→ **GIVEN TEXT**
┏━━

Updated November 6, 2021 - 7:47 am

A beloved place is less about the building people enter than it is about the memories they carry with them when they leave.

El Cortez owner Kenny Epstein knows that his hotel-casino means something to people. Las Vegas’ oldest continually operating hotel-casino has seen eight decades worth of memories, guests and players pass through its doors.

“They see what we’ve done with it, and they appreciate it because we’re doing it for them,” he said. “If we don’t do it for our customers, they’re gonna go someplace else.”

On Sunday, the hotel-casino turns 80 years old, 29,220 days after it first opened its doors Nov. 7, 1941. It will punctuate its birthday weekend with a fireworks show, a mariachi band, cash drawings and cake and champagne on Saturday night.

As the only still-operating hotel-casino on the National Register of Historic Places, El Cortez exhales history.

┗━━

→ **DATASET CONTENT**
┏━━

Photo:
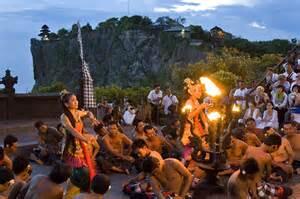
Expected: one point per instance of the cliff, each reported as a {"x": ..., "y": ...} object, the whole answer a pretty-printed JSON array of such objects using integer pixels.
[{"x": 123, "y": 58}]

┗━━

→ **THE TASKS**
[1] According to the El Cortez article, on what date did the hotel-casino first open its doors?
[2] Please repeat everything in the El Cortez article from "El Cortez owner" down to "on Saturday night.".

→ **ANSWERS FOR THIS EXERCISE**
[1] November 7, 1941.

[2]
El Cortez owner Kenny Epstein knows that his hotel-casino means something to people. Las Vegas’ oldest continually operating hotel-casino has seen eight decades worth of memories, guests and players pass through its doors.

“They see what we’ve done with it, and they appreciate it because we’re doing it for them,” he said. “If we don’t do it for our customers, they’re gonna go someplace else.”

On Sunday, the hotel-casino turns 80 years old, 29,220 days after it first opened its doors Nov. 7, 1941. It will punctuate its birthday weekend with a fireworks show, a mariachi band, cash drawings and cake and champagne on Saturday night.